* [Exercise objective] Report each line of the records below that contains the word "photo", reproducing every such line in full.

* [Materials provided]
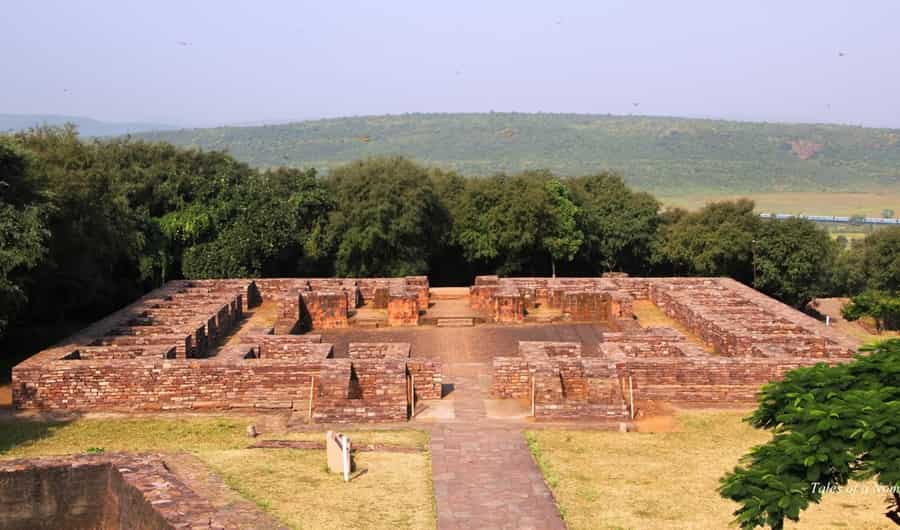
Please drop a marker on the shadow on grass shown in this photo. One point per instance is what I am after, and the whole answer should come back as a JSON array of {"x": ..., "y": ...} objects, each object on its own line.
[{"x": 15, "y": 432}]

---

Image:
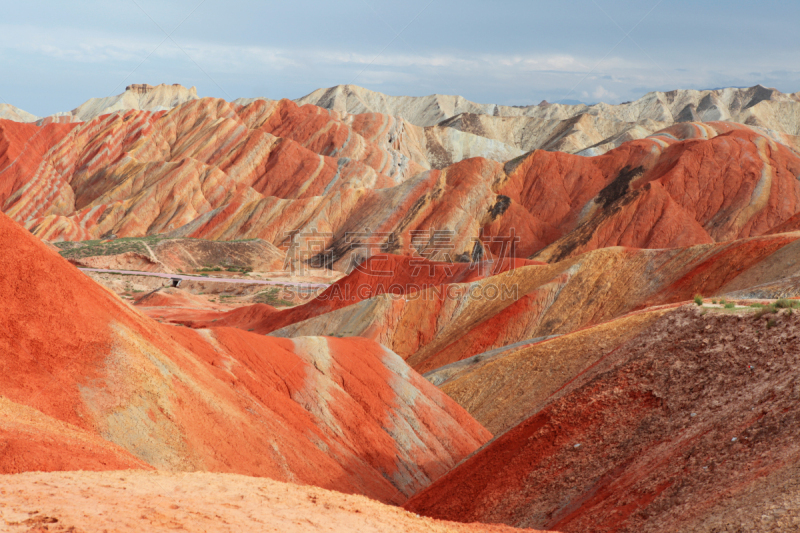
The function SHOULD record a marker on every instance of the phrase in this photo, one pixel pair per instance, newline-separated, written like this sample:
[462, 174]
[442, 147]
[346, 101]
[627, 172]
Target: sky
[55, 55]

* [Task result]
Please drop a marker on the shadow on grass shown in this photo. One point per instance is what I am after, and the whole answer should come back as a JSON array of {"x": ..., "y": ...} objects, each object on its own line.
The function SHOULD record a marker on every instance of the phrase in this photo, one pixel pair per instance, newline-separated, written like this sample:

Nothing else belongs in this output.